Required work: Which lines in the rows below contain the word "statue"? List each such line in full.

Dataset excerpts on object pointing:
● ● ● ● ● ● ●
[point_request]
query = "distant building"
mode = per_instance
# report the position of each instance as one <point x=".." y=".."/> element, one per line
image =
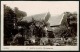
<point x="37" y="17"/>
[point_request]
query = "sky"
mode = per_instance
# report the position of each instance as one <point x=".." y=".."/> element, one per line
<point x="36" y="7"/>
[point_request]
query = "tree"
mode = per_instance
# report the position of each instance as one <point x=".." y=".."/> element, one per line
<point x="9" y="22"/>
<point x="19" y="14"/>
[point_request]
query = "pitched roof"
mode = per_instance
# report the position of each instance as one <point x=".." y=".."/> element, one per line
<point x="37" y="17"/>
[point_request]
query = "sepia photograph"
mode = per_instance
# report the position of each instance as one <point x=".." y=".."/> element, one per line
<point x="38" y="24"/>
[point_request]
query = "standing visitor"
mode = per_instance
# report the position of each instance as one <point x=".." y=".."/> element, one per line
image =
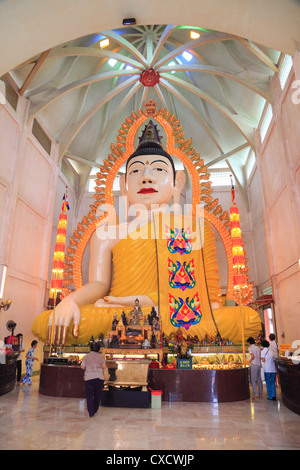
<point x="29" y="363"/>
<point x="255" y="375"/>
<point x="273" y="345"/>
<point x="19" y="359"/>
<point x="93" y="365"/>
<point x="267" y="358"/>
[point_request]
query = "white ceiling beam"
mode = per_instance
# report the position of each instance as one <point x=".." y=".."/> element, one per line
<point x="33" y="72"/>
<point x="258" y="53"/>
<point x="69" y="134"/>
<point x="163" y="38"/>
<point x="204" y="39"/>
<point x="51" y="96"/>
<point x="93" y="52"/>
<point x="210" y="69"/>
<point x="245" y="127"/>
<point x="114" y="117"/>
<point x="226" y="155"/>
<point x="183" y="100"/>
<point x="127" y="45"/>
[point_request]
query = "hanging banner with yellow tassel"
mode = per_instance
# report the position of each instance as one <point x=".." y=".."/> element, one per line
<point x="59" y="250"/>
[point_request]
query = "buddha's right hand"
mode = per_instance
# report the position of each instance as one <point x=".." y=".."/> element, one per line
<point x="59" y="323"/>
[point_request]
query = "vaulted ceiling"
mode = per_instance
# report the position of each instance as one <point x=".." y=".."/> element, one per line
<point x="217" y="85"/>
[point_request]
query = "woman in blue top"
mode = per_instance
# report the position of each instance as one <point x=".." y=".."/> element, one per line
<point x="29" y="363"/>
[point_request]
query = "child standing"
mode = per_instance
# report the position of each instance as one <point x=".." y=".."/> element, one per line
<point x="29" y="363"/>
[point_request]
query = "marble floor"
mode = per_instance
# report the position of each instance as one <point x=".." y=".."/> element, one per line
<point x="30" y="421"/>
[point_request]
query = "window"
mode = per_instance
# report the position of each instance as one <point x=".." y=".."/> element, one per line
<point x="285" y="68"/>
<point x="266" y="122"/>
<point x="221" y="178"/>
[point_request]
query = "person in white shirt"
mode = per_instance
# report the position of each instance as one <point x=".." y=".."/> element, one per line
<point x="273" y="345"/>
<point x="19" y="358"/>
<point x="267" y="358"/>
<point x="254" y="361"/>
<point x="93" y="365"/>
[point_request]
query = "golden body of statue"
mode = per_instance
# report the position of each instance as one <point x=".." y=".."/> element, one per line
<point x="124" y="266"/>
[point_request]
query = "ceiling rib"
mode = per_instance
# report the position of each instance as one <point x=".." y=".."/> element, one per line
<point x="70" y="133"/>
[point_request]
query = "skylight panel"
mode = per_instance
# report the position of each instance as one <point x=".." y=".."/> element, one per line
<point x="221" y="178"/>
<point x="285" y="69"/>
<point x="171" y="65"/>
<point x="266" y="122"/>
<point x="187" y="56"/>
<point x="112" y="62"/>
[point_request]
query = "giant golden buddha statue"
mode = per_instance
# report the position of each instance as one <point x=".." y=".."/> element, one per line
<point x="164" y="260"/>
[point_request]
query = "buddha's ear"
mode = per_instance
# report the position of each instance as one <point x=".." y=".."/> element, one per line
<point x="124" y="194"/>
<point x="179" y="185"/>
<point x="123" y="189"/>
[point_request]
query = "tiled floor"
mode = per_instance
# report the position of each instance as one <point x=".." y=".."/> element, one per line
<point x="30" y="421"/>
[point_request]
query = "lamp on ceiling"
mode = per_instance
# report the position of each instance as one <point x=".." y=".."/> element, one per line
<point x="129" y="21"/>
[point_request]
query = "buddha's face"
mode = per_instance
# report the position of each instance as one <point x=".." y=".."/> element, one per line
<point x="150" y="180"/>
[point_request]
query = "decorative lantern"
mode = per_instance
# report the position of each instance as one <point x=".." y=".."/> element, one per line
<point x="59" y="251"/>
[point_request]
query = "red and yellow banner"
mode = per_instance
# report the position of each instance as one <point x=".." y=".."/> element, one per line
<point x="183" y="294"/>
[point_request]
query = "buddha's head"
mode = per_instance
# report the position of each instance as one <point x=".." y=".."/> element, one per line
<point x="150" y="178"/>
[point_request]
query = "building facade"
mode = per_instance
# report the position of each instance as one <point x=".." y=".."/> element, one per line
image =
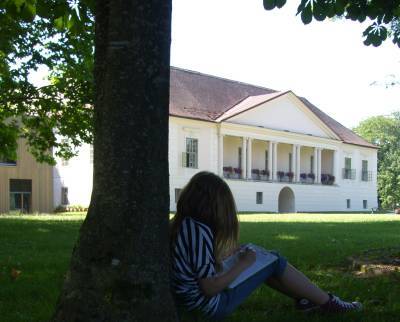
● ● ● ● ● ● ●
Solution below:
query = "golden body of statue"
query = "giant golden buddha statue"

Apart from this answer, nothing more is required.